Every entry that follows should be reproduced exactly.

== == ==

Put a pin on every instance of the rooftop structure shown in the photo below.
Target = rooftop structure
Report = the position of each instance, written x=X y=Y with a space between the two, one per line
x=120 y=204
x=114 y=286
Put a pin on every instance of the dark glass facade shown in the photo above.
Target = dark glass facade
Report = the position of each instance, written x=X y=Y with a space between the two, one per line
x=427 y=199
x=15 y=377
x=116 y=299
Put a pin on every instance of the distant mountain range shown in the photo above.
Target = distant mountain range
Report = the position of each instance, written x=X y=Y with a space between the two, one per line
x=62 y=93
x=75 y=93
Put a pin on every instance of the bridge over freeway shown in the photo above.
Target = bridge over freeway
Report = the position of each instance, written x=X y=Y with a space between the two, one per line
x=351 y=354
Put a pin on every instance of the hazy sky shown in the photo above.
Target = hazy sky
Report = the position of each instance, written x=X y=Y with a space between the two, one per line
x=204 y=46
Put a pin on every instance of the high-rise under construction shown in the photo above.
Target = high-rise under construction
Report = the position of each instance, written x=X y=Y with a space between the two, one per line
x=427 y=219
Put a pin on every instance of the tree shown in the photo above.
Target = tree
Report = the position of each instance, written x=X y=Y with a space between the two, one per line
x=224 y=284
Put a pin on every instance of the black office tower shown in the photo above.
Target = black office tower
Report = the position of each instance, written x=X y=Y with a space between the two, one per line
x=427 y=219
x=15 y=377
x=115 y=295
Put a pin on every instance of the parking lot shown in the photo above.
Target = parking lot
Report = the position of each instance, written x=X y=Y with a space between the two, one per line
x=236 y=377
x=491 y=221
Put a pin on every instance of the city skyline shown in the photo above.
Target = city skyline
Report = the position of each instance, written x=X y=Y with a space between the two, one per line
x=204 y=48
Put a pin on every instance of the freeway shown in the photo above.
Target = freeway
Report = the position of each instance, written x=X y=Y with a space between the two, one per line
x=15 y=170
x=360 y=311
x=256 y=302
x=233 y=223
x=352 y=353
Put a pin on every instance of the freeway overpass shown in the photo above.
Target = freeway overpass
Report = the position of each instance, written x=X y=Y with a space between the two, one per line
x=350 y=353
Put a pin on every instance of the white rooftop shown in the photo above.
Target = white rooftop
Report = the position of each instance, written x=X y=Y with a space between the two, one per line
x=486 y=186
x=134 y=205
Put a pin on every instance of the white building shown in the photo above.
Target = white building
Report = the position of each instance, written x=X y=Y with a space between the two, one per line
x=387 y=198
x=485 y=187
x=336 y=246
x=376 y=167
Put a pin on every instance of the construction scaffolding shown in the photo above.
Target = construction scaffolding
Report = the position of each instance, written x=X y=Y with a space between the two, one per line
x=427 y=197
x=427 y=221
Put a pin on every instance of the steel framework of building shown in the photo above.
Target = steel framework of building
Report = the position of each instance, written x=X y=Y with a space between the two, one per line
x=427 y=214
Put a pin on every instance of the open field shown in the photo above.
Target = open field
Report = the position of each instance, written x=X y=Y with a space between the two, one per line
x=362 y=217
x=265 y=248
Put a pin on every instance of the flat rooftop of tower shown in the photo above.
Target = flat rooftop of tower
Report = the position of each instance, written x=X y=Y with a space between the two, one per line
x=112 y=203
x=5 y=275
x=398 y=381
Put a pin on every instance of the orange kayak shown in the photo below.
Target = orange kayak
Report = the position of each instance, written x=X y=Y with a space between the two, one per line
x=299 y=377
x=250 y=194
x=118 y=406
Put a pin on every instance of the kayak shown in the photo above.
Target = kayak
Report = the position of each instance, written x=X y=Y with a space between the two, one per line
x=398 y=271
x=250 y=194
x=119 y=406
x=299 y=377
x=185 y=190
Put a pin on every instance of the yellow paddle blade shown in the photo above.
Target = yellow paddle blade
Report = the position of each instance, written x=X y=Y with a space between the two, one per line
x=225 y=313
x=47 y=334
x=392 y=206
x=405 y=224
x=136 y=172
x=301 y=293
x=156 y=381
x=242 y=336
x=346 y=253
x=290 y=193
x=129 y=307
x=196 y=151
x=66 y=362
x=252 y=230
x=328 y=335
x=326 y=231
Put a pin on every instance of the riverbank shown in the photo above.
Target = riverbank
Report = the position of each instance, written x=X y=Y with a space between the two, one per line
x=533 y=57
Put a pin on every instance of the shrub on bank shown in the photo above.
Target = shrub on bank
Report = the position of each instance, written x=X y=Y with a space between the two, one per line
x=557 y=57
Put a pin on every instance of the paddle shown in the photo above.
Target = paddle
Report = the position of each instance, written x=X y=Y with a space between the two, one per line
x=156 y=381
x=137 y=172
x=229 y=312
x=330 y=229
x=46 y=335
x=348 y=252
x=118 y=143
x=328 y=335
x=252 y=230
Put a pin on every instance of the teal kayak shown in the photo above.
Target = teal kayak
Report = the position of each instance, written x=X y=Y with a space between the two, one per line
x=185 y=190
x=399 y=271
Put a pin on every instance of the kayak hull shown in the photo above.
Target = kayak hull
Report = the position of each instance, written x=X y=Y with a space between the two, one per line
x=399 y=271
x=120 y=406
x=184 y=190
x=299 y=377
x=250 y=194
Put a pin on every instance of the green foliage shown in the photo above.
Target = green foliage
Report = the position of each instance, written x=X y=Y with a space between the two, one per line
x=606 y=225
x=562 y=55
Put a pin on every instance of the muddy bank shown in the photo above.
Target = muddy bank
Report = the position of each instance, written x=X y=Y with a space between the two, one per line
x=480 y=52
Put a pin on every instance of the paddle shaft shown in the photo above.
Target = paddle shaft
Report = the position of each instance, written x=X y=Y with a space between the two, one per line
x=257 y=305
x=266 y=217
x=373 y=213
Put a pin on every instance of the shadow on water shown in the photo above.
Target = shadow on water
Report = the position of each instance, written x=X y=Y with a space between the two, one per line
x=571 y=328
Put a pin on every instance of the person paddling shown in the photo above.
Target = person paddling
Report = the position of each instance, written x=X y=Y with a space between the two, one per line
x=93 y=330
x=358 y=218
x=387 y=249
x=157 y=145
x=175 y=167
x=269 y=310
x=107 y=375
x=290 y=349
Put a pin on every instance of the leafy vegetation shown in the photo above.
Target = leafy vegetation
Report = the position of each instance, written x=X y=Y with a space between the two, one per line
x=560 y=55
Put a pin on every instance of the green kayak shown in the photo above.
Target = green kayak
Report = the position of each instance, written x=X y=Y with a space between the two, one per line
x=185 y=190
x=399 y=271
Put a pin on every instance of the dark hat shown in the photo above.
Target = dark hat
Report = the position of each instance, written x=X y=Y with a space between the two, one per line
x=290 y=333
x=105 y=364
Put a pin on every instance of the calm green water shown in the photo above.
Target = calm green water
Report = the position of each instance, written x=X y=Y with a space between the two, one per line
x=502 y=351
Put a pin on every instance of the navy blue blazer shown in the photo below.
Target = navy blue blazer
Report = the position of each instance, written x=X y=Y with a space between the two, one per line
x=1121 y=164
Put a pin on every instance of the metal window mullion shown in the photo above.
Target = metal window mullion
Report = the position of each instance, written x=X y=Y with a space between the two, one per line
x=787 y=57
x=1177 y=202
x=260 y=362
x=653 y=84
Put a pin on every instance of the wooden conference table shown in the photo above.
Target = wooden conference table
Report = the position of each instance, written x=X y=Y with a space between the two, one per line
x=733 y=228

== == ==

● **OUTPUT BELOW**
Put a pin on every instance of the rooftop structure shown in the photo below.
Target = rooftop structure
Report = the position of each instance, written x=X y=Y with a space between the two, one per line
x=120 y=204
x=114 y=286
Put a pin on every instance of the dark glass facade shown in the photo above.
Target = dark glass facade
Report = the position of each instance, written x=X y=Y with a space between the two, one per line
x=427 y=199
x=15 y=377
x=116 y=299
Put a pin on every instance of the distant mountain range shown in the photo above.
Target = distant mountain range
Report = the position of each instance, written x=X y=Y with a space between the two, one per line
x=62 y=93
x=75 y=93
Put a pin on every instance of the bridge over freeway shown in the photo above.
Target = bridge over freeway
Report = the position of each instance, written x=X y=Y with a space between the two, one per line
x=351 y=354
Put a pin on every instance of the hazy sky shown in the photo above.
Target = hazy sky
Report = the position of each instance, written x=X y=Y with a space between the two, one per line
x=204 y=46
Put a pin on every instance of the high-rise under construction shown in the photo above.
Target = high-rise under construction
Report = the position of each instance, written x=X y=Y with a space between the two, one per line
x=427 y=219
Put a pin on every instance of the tree shown in the photo above.
Target = tree
Report = the position of each instance, written x=X y=Y with a space between the two, one per line
x=224 y=284
Put a pin on every instance of the black office tower shown in the photo above.
Target = black office tower
Report = the position of each instance, written x=X y=Y with a space between the two, one per line
x=427 y=219
x=15 y=377
x=115 y=295
Put a pin on every instance of the parking lot shown in the photo above.
Target = parking lot
Report = the position of each instance, written x=X y=Y with a space between the two, one per line
x=236 y=377
x=491 y=221
Put a pin on every instance of the city skyline shown in the photo above.
Target = city skyline
Report = the position of each instance, written x=X y=Y with a space between the two, one per line
x=204 y=48
Put a pin on every instance of the freeway shown in the photo above.
Target = freeway
Report = the position of each instance, written x=X y=Y with a space between the two, one per line
x=15 y=170
x=360 y=311
x=256 y=302
x=233 y=223
x=352 y=353
Put a pin on every instance of the freeway overpass shown in the photo above.
Target = freeway overpass
Report = the position of each instance, written x=X y=Y with a space between the two, one per line
x=350 y=353
Put a pin on every instance of the white rooftop shown in the photo above.
Target = white rooftop
Report = the position of each instance, written x=X y=Y with a space between the two, one per line
x=486 y=186
x=134 y=205
Put a pin on every instance of the white building shown in the photo above.
Target = white building
Report = the position of each instance, written x=X y=Y with a space between the two, one per line
x=387 y=198
x=485 y=187
x=336 y=246
x=376 y=167
Put a pin on every instance of the construction scaffolding shown in the photo above.
Target = construction scaffolding
Report = the position of each instance, written x=X y=Y with a space between the two, one per line
x=427 y=197
x=427 y=221
Put a pin on every instance of the steel framework of building shown in the photo above.
Target = steel framework of building
Report = the position of each instance, written x=X y=Y with a space between the two, one per line
x=427 y=214
Put a pin on every instance of the open field shown in the photo above.
Target = open field
Report = the position of each instance, written x=X y=Y with a space between the two, one per line
x=362 y=217
x=265 y=248
Put a pin on every instance of the flat rooftop of tower shown in the photo above.
Target = flat rooftop of tower
Report = the position of each instance, written x=X y=Y with a space between the two, one per line
x=112 y=203
x=5 y=275
x=398 y=381
Put a pin on every instance of the orange kayak shown in the photo below.
Target = orange kayak
Report = the position of each instance, written x=X y=Y with a space between the two, one per line
x=299 y=377
x=250 y=194
x=118 y=406
Put a pin on every instance of the kayak shown in the photo above.
Target = kayak
Report = the position of each instance, written x=X y=Y with a space between the two, one per line
x=398 y=271
x=250 y=194
x=119 y=406
x=299 y=377
x=185 y=190
Put a pin on every instance of the yellow paddle blade shown in the photo above.
Target = yellow paddle blade
Report = the position of each instance, written x=X y=Y with a space between the two, one per line
x=225 y=313
x=47 y=334
x=392 y=206
x=405 y=224
x=136 y=172
x=301 y=293
x=156 y=381
x=242 y=336
x=346 y=253
x=290 y=193
x=129 y=307
x=196 y=151
x=66 y=362
x=252 y=230
x=328 y=335
x=326 y=231
Put a pin on every instance of the riverbank shown in the photo above.
Target = riverbank
Report = the position of each instance, written x=X y=Y with a space between the two, one per line
x=533 y=57
Put a pin on every instance of the shrub on bank shown in the photo above.
Target = shrub on bank
Report = the position of each instance, written x=X y=Y with a space between the two, one per line
x=557 y=57
Put a pin on every instance of the paddle shown in the photo above.
Target = paddle
Report = the position of each instance, written x=X y=Y with a space between the two, one per line
x=156 y=381
x=137 y=172
x=229 y=312
x=330 y=229
x=46 y=335
x=348 y=252
x=118 y=143
x=328 y=335
x=252 y=230
Put a pin on every instance of the teal kayak shown in the photo above.
Target = teal kayak
Report = the position of each instance, written x=X y=Y with a space between the two, one per line
x=185 y=190
x=399 y=271
Put a pin on every instance of the kayak hull shown in the photo above.
Target = kayak hull
Report = the position of each instance, written x=X y=Y with a space between the two, one per line
x=399 y=271
x=120 y=406
x=184 y=190
x=299 y=377
x=250 y=194
Put a pin on every instance of the green foliage shown in the photo above.
Target = green foliage
Report = the position of each instance, written x=X y=Y with a space between the two, one per line
x=606 y=225
x=562 y=55
Put a pin on every instance of the muddy bank shown in the photo above.
Target = muddy bank
Report = the position of each instance, written x=X y=Y with a space between the two, one per line
x=480 y=52
Put a pin on every instance of the paddle shaft shown in the photo above.
Target = paddle shaft
Report = the position of each instance, written x=X y=Y with a space between the two, one per line
x=257 y=305
x=266 y=217
x=373 y=213
Put a pin on every instance of the shadow on water shown in the photo above.
Target = shadow on water
Report = the position of each instance, written x=X y=Y with a space between the two, one per line
x=571 y=328
Put a pin on every instance of the person paddling shown in the photo above.
Target = person paddling
Report = the position of each instance, written x=X y=Y with a space between the two, one per line
x=93 y=330
x=358 y=218
x=387 y=249
x=157 y=145
x=175 y=167
x=269 y=310
x=107 y=375
x=290 y=349
Put a pin on every instance of the leafy vegetation shown in the photo above.
Target = leafy vegetation
Report = the position of each instance, written x=X y=Y with a space between the two, one per line
x=560 y=55
Put a pin on every instance of the green kayak shown in the photo above.
Target = green kayak
Report = the position of each instance, written x=X y=Y with a space between the two, one per line
x=185 y=190
x=399 y=271
Put a pin on every instance of the dark hat shown in the photo above.
Target = dark hat
Report = the position of each instance, written x=X y=Y with a space between the two, one per line
x=290 y=333
x=105 y=364
Put a pin on every instance of the calm green water shown in the photo above.
Target = calm green water
Report = the position of each instance, written x=X y=Y with a space between the two, one per line
x=502 y=351
Put a pin on every instance of the navy blue blazer shown in the photo below.
Target = navy blue blazer
Report = the position of each instance, written x=X y=Y with a space between the two, one per line
x=1121 y=164
Put a pin on every instance of the metal window mullion shown in the photo above.
Target = metal window mullion
Report = the position of each instance, written x=X y=Y with a space between the two, one per line
x=787 y=57
x=1177 y=202
x=260 y=362
x=653 y=84
Put a pin on every instance of the wooden conference table shown in the photo above.
Target = wooden conference table
Report = the position of each instance, written x=X y=Y with a space between the two, one per line
x=733 y=228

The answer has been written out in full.